Exercise goal: Exactly as they appear below, repeat the lines from the one with "If you could place a marker on the shadow" through the one with "If you could place a marker on the sky", and no others.

Data section:
# # # # # # #

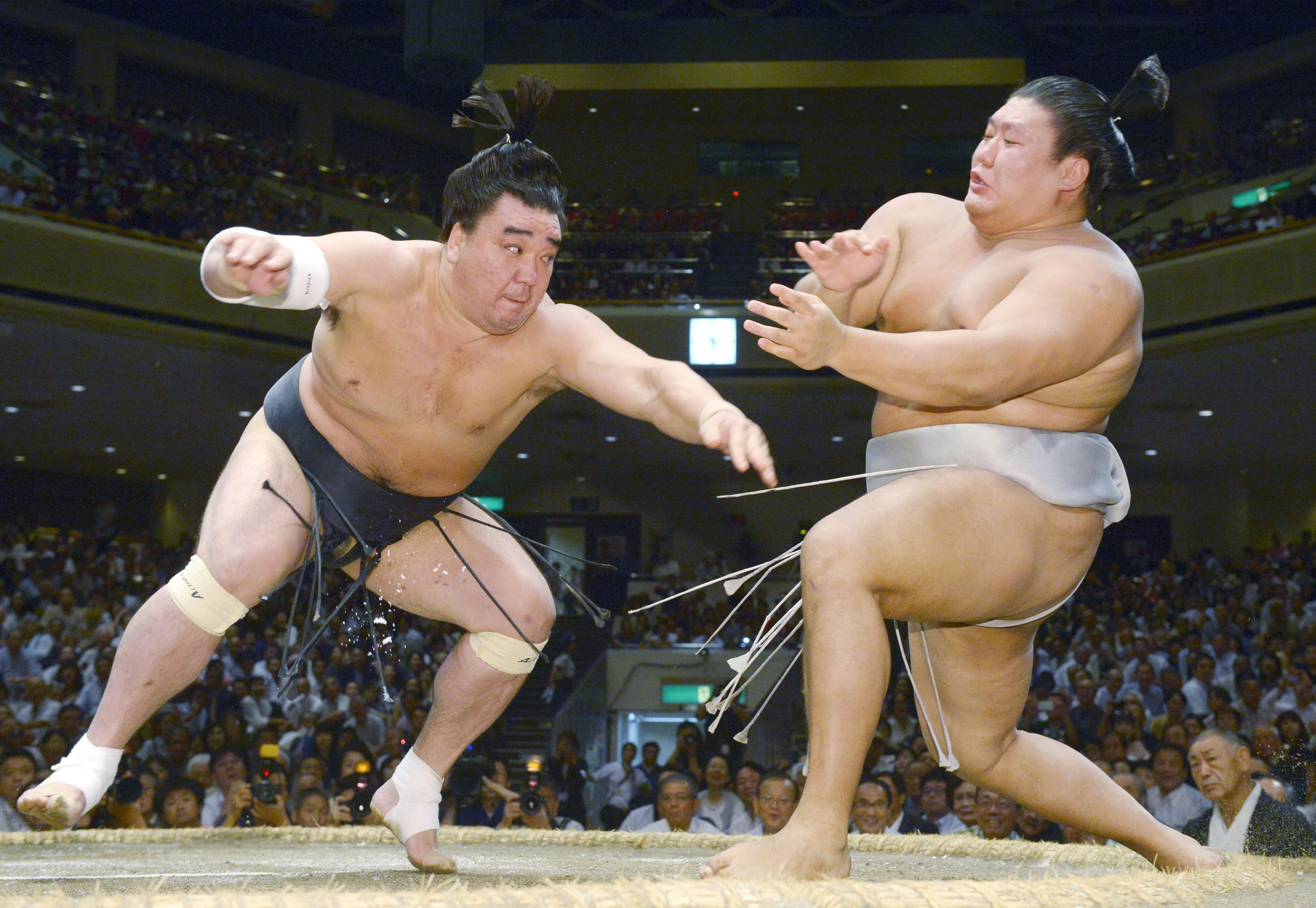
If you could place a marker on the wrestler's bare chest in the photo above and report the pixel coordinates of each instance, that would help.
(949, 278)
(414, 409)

# # # # # # #

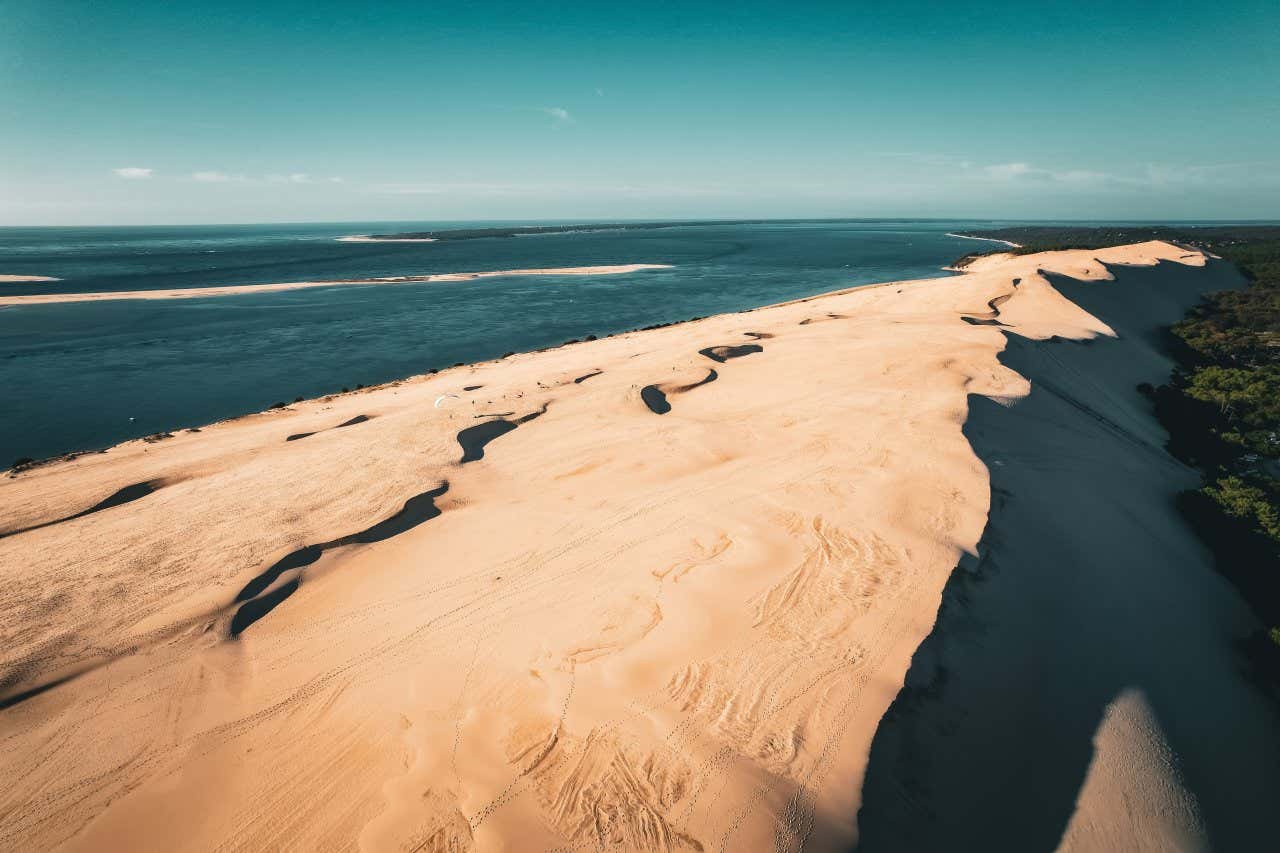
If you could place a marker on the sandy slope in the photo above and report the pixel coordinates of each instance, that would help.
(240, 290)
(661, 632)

# # # # # # #

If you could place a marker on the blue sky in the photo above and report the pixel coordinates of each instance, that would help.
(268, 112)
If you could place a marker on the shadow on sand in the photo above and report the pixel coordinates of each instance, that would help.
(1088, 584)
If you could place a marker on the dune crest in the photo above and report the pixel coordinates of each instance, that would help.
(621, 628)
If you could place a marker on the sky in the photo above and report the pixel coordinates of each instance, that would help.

# # # # # # #

Output for this exercise:
If you could place a marker on the shadow on sand in the photo above and report the pixel coordinates of each instance, that would help.
(1088, 584)
If you could place a marker on the dune crest in the photo above and report the pixel coordinates of each instance, that would help.
(621, 628)
If you could place a marker on the sky in the photo above and report the pixel coordinates of each instance, that would help.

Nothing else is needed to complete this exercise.